*** INFORMATION SHOWN Section Begins ***
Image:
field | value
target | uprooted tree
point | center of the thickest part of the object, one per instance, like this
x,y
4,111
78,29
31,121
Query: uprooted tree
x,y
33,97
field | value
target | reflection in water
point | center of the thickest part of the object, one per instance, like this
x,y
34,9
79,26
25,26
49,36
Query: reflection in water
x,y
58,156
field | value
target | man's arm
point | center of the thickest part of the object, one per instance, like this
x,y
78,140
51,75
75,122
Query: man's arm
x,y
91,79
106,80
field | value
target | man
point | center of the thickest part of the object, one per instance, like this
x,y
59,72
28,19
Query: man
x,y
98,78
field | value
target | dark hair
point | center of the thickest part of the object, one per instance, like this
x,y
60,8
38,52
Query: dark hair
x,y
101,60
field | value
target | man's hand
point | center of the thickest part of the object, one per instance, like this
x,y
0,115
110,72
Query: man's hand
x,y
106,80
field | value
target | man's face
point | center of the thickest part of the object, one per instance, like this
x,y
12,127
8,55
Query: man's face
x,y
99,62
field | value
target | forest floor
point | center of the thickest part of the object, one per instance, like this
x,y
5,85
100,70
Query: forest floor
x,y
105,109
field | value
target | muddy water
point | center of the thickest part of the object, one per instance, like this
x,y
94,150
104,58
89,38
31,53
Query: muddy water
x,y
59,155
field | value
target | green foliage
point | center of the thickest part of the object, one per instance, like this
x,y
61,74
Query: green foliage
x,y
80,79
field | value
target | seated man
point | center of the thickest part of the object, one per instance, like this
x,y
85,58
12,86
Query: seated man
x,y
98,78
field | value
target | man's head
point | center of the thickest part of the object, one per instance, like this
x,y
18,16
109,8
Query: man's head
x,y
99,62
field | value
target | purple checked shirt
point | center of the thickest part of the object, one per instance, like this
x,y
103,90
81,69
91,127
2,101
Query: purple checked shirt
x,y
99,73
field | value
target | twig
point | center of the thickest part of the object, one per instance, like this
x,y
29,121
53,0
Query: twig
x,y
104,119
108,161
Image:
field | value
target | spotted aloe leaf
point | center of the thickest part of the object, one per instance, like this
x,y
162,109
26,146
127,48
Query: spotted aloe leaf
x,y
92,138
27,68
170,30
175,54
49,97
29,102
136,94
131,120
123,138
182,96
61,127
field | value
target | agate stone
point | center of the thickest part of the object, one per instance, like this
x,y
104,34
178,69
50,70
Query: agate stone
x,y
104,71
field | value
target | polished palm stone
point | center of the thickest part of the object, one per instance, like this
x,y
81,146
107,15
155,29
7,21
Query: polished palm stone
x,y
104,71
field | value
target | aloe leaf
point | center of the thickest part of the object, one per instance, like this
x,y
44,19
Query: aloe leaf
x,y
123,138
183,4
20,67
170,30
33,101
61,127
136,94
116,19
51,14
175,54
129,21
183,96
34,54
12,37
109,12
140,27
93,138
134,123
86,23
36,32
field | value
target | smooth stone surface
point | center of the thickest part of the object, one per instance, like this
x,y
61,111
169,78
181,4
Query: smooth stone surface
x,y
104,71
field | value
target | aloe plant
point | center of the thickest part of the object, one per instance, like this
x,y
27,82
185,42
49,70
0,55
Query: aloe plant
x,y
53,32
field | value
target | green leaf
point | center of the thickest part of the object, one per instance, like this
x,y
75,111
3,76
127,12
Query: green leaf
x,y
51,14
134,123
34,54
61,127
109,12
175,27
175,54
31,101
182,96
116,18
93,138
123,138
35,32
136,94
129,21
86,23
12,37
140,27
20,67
*** INFORMATION SHOWN Section Ends ***
→ DESCRIPTION OF THE TASK
Retype the listing above in full, with no alterations.

→ RESULT FOR THIS TASK
Image:
field | value
target | uprooted tree
point | center of the thickest part of the object, one per instance, like this
x,y
4,111
78,29
31,121
Query: uprooted tree
x,y
33,97
field | value
target | reflection in water
point | center of the thickest part of the object, one per instance, like this
x,y
34,9
79,26
25,26
49,36
Query: reflection in water
x,y
58,156
field | value
target | man's arm
point | center of the thickest part of the object, one per instance, like this
x,y
78,140
51,75
75,122
Query: man's arm
x,y
91,79
106,80
field | value
target | man
point | center of the thickest part of the object, one per instance, like this
x,y
59,72
28,19
Query: man
x,y
98,78
field | value
target | dark hair
point | center of the thickest part of the object, one per instance, like this
x,y
60,8
38,52
Query: dark hair
x,y
101,60
field | value
target | man's hand
point | center of the thickest part of the object, one per instance, like this
x,y
0,115
110,72
Query: man's hand
x,y
106,80
field | value
target | man's face
point | center of the thickest part of the object, one per instance, like this
x,y
12,127
8,55
Query: man's face
x,y
99,62
field | value
target | forest floor
point | center of the thickest part of the object, one per instance, like this
x,y
5,85
100,70
Query: forest floor
x,y
105,109
field | value
target | muddy water
point | center of the thickest part of the object, one per instance, like this
x,y
94,150
104,58
89,38
31,53
Query: muddy water
x,y
59,155
field | value
target | green foliage
point | center of the thickest part of the object, one per instance, like this
x,y
61,74
Query: green foliage
x,y
80,79
field | value
target | seated man
point | center of the thickest part of the object, one per instance, like this
x,y
85,58
12,86
Query: seated man
x,y
98,78
field | value
target | man's head
point | center of the thickest part of the object, one per instance, like this
x,y
18,16
109,8
Query: man's head
x,y
99,62
field | value
target | purple checked shirt
point | center of the thickest part of the object, one per instance, like this
x,y
103,90
81,69
91,127
2,101
Query: purple checked shirt
x,y
99,73
field | value
target | twig
point | center of the thickest part of the object, one per instance, like this
x,y
29,121
53,0
Query: twig
x,y
104,119
108,161
Image:
field | value
target | spotted aloe leaf
point | center of the thickest part of the object, one per instance, like this
x,y
162,109
26,146
127,48
Query: spotted aloe leaf
x,y
92,138
27,68
170,30
175,54
49,97
29,102
136,94
131,120
123,138
182,96
61,127
field | value
target | agate stone
point | center of the thickest part of the object, one per instance, like this
x,y
104,34
178,69
50,70
Query: agate stone
x,y
104,71
field | value
target | polished palm stone
point | center of the thickest part of the object, one per instance, like this
x,y
81,146
107,15
155,29
7,21
Query: polished palm stone
x,y
104,71
field | value
target | aloe leaf
point | center of the thickest part of the object, one per instance, like this
x,y
44,19
Query: aloe leaf
x,y
123,138
183,4
20,67
170,30
33,101
61,127
136,94
116,19
51,14
175,54
129,21
183,96
34,54
12,37
109,12
140,27
93,138
134,123
86,23
36,32
field | value
target | smooth stone surface
point | center of the thickest part of the object, one per instance, like this
x,y
61,111
169,78
181,4
Query: smooth stone surface
x,y
104,71
field | value
target | aloe plant
point | center of the thickest part of the object, one per instance, like this
x,y
27,82
185,42
49,70
0,55
Query: aloe plant
x,y
53,32
field | value
target | green leaf
point | center of the thickest part of the object, one per instance, like this
x,y
75,111
3,76
127,12
Query: green leaf
x,y
51,14
134,123
34,54
61,127
109,12
175,27
175,54
31,101
182,96
116,18
93,138
123,138
35,32
136,94
129,21
86,23
12,37
140,27
20,67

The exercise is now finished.